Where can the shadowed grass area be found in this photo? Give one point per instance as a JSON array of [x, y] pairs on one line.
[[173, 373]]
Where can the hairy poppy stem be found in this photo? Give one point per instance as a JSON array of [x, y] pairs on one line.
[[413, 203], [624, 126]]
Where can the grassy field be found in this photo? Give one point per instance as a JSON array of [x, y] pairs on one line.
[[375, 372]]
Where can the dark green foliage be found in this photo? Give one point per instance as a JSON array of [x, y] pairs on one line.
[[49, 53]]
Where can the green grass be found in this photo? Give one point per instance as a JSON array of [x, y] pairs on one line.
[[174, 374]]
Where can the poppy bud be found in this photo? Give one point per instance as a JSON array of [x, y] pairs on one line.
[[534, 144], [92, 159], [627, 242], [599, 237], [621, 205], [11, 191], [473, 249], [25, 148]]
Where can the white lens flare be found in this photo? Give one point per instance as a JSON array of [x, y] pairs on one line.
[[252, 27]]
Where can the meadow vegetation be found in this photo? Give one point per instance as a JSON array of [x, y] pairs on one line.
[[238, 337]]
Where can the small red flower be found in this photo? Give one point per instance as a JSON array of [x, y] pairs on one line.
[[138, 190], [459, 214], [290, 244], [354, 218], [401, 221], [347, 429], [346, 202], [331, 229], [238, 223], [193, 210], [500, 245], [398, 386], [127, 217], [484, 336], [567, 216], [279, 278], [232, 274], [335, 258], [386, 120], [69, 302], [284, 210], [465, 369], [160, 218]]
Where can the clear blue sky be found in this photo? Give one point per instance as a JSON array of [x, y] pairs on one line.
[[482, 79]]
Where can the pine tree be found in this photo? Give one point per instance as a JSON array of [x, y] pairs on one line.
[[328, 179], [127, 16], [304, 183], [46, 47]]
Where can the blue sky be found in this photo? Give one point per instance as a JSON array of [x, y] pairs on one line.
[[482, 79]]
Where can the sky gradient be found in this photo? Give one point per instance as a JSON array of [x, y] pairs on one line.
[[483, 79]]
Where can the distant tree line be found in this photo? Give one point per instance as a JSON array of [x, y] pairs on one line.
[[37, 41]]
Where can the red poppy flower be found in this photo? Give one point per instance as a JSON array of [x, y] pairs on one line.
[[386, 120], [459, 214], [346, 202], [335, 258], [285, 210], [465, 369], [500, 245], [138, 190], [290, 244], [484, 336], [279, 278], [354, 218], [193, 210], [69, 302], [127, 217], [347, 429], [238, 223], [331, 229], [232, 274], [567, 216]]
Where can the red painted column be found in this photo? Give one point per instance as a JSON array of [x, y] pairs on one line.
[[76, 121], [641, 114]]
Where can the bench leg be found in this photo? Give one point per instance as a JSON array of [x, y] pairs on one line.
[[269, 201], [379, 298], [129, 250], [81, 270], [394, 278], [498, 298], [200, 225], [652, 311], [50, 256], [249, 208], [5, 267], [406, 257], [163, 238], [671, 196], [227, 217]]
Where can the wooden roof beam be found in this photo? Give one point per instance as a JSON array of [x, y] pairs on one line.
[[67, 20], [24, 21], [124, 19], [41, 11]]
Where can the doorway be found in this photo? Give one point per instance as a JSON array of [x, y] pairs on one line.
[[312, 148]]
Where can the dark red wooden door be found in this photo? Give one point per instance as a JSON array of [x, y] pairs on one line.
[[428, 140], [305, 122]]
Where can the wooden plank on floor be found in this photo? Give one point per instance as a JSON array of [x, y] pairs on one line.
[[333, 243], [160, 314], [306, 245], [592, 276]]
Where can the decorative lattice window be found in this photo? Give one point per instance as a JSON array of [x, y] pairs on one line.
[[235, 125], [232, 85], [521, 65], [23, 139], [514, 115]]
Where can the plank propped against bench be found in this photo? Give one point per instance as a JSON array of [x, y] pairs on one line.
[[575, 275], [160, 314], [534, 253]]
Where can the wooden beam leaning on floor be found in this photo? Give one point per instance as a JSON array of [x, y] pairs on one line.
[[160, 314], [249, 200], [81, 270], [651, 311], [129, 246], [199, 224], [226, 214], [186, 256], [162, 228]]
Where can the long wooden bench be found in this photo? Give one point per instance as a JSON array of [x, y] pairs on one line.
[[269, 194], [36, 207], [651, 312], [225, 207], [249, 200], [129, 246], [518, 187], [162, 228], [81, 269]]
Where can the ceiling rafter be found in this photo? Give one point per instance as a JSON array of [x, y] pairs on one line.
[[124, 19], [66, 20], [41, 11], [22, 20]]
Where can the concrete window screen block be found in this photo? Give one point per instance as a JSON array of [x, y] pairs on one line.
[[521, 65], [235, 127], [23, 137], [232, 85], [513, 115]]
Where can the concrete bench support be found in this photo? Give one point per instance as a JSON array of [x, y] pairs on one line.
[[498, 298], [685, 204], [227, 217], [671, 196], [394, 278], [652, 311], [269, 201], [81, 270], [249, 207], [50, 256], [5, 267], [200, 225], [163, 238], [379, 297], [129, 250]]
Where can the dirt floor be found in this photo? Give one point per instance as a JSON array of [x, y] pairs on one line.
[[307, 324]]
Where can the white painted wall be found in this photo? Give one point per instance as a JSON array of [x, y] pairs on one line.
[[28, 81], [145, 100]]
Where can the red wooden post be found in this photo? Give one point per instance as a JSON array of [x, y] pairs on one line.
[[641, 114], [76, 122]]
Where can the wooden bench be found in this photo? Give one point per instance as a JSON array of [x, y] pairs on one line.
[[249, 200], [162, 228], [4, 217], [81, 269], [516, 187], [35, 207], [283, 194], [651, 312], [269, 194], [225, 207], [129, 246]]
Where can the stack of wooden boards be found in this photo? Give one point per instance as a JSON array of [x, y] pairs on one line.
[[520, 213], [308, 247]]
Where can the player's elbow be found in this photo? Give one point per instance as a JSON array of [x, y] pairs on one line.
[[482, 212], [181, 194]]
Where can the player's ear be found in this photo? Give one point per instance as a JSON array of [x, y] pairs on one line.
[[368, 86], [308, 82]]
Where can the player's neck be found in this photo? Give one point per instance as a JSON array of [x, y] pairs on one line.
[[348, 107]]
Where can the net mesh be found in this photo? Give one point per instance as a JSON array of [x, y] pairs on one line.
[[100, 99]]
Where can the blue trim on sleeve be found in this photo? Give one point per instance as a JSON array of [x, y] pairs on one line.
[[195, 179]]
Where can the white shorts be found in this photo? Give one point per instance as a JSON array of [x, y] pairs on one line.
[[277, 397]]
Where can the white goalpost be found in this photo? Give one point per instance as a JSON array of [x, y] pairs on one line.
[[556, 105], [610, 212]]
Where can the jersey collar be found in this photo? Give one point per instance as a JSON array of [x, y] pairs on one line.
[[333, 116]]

○ ○ ○ ○

→ **What is required**: Quote the data in full, keeping each word unchanged.

→ **Solution to this exercise**:
Where can the shadowed grass area be found in this photo? Give one point per instance as a JSON array of [x, y] pairs on one line.
[[173, 373]]
Where can the hairy poppy stem be found in this photo? Give one point per instance as a JSON array of [x, y] pairs on one line.
[[413, 203], [624, 126]]
Where can the grassy field be found in this photo? Give one point per instance as a JSON array of [x, y] pairs on one line.
[[375, 372]]
Where can the dark green foliage be found in this photo? Give one point per instance as a JSON array of [x, y] pairs on one line.
[[49, 53]]
Where can the green grass be found in this photo? Give one point per instance as a JSON array of [x, y] pairs on one line.
[[174, 374]]
Where can the poppy bud be found in this photo? Give one point per instance as a JSON array of [x, y] pairs on one line.
[[534, 144], [92, 159], [627, 242], [599, 237], [621, 205], [11, 191], [473, 249], [25, 148]]
Where can the white lens flare be found in this photo? Give one point per instance as a JSON array of [x, y] pairs on one line.
[[252, 27]]
Where can the meadow vegetation be found in this photo? Give one point per instance as a JSON array of [x, y] pairs on one line.
[[238, 337]]
Where can the small red flower be found in this photo? Give one point per instance as a JSON array of [x, y] pairs on one line.
[[138, 190], [459, 214], [290, 244], [354, 218], [401, 221], [347, 429], [346, 202], [331, 229], [238, 223], [193, 210], [500, 245], [398, 386], [127, 217], [484, 336], [567, 216], [279, 278], [232, 274], [335, 258], [386, 120], [69, 302], [284, 210], [465, 369], [160, 218]]
Where can the clear blue sky be found in this photo? Give one point per instance as a JSON array of [x, y] pairs on one line.
[[482, 79]]
Where can the pine tree be found in this photo? Give one point per instance as a JSON array of [x, y] pairs on one line.
[[328, 179], [127, 16], [304, 183], [46, 47]]
Where can the blue sky be found in this photo? Give one point per instance as a JSON array of [x, y] pairs on one line.
[[482, 79]]
Where can the sky gradient be found in this photo? Give one point per instance as a JSON array of [x, y] pairs on one line.
[[483, 79]]
Where can the distant tree line be found in this photo? Give one point per instance as a JSON array of [x, y] pairs on one line.
[[37, 41]]
Where can the red poppy flower be found in this photo? Give one point per instance as a JSON array of [x, y] pairs on one line.
[[386, 120], [459, 214], [346, 202], [335, 258], [285, 210], [465, 369], [500, 245], [138, 190], [290, 244], [484, 336], [279, 278], [354, 218], [193, 210], [69, 302], [127, 217], [347, 429], [238, 223], [331, 229], [232, 274], [567, 216]]
Where can the red painted column be found in this photo? Give one point per instance as a JSON array of [x, y] pairs on one line.
[[76, 121], [641, 114]]
Where can the bench leg be found in this photo? Give one point per instance as a JSON array of [x, y] pairs on one line.
[[269, 201], [379, 298], [129, 250], [81, 270], [394, 278], [498, 298], [200, 225], [652, 311], [50, 256], [249, 208], [5, 267], [406, 257], [163, 238], [671, 196], [227, 217]]
Where can the wooden roof beam be found in this photo? Give one point per instance as a JSON array of [x, y] pairs on one line.
[[67, 20], [24, 21], [124, 19], [41, 11]]
Where can the doorway be found in this photo? Give one point per instance as a JSON array of [x, y] pairs on one line.
[[312, 148]]
Where can the dark red wooden door be found in this photo? Give one point per instance as a JSON array of [x, y] pairs on one line.
[[428, 140], [305, 122]]
Where can the wooden plank on floor be found in this photo? Give one point per instance as a JSON array of [x, y] pairs on one line.
[[333, 243], [160, 314], [306, 245], [592, 276]]
Where can the decorative lattice window be found in this photo? Give one point per instance as a JSON array of [x, y] pairs on one line.
[[235, 125], [232, 85], [521, 65], [23, 139], [514, 115]]
Where can the plank propped against bench be found in this photo? Give one point per instance as a JSON array of [x, y] pairs on one line.
[[575, 275], [160, 314], [534, 253]]
Where can the wooden beam leaning on floor be found in this photo? Give one point per instance as a JSON array of [x, y] pairs on one line.
[[160, 314], [249, 200], [81, 270], [651, 311], [129, 246], [199, 224], [226, 214], [186, 256], [162, 228]]
Where can the long wooden bench be found in this photo? Give one point per instance as a JSON array of [x, y] pairs on one line.
[[269, 194], [36, 207], [651, 312], [225, 207], [249, 200], [129, 246], [518, 187], [162, 228], [81, 269]]
Where can the ceiling rafter be found in this photo? Give one point per instance as a JSON array of [x, y] pairs on one line.
[[124, 19], [66, 20], [41, 11], [22, 20]]
Where can the concrete window screen block be found in this photo? Give one point per instance as a JSON array of [x, y] pairs on one line.
[[521, 65], [235, 127], [23, 137], [232, 85], [513, 115]]
Where can the concrete bench support be found in this photo? Give one point per instance as a JSON array of [x, y] pairs on one line.
[[498, 298], [685, 204], [227, 217], [671, 196], [394, 278], [652, 311], [269, 201], [81, 270], [249, 207], [50, 256], [5, 267], [200, 225], [163, 238], [379, 297], [129, 250]]
Where can the dirt floor be found in this photo? Give one point per instance as a JSON array of [x, y] pairs on one line.
[[307, 324]]
Where can the white painted wall be found in this photo? Give one point per instance as a JSON array of [x, y] pairs on one line.
[[28, 81], [145, 100]]
Where can the red wooden post be found in this photo? Give one point per instance as a JSON array of [x, y] pairs on one line.
[[641, 114], [76, 122]]
Where can the wooden bench be found in this photo? Give one point per instance as a JSON array of [x, y] pairs on one line.
[[249, 200], [162, 228], [4, 217], [81, 269], [516, 187], [35, 207], [283, 194], [651, 312], [269, 194], [225, 207], [129, 246]]
Where can the stack of wooden boards be found in this photo? Give one point per instance as a JSON array of [x, y] pairs on one line.
[[520, 213], [308, 247]]
Where can the player's elbow be found in this photo? Give one point per instance as a JSON array of [x, y] pairs on one line.
[[482, 212], [181, 194]]
Where can the player's ear be found in this photo? Give one point per instance as a JSON array of [x, y] pairs on one line.
[[368, 86], [308, 82]]
Where can the player's neck be found in this photo? Give one point per instance as a JSON array of [x, y] pairs on one line.
[[348, 107]]
Where can the net mesh be found in this photo? Give one point per instance as a JSON array of [x, y] pairs on one line.
[[100, 99]]
Where can the blue trim on sleeve be found in this photo? Give one point per instance as a JSON array of [x, y] pairs on one line.
[[195, 179]]
Where can the white shorts be found in this photo? Give one point per instance as a JSON array of [x, y] pairs on one line.
[[277, 397]]
Where can the white goalpost be found in this photo? Give one point per instance as a JSON array of [x, y] pairs on one line.
[[556, 105], [610, 212]]
Where can the jersey collar be found in this photo? Give one point per instance as a JSON array of [x, y] pairs on one line.
[[333, 116]]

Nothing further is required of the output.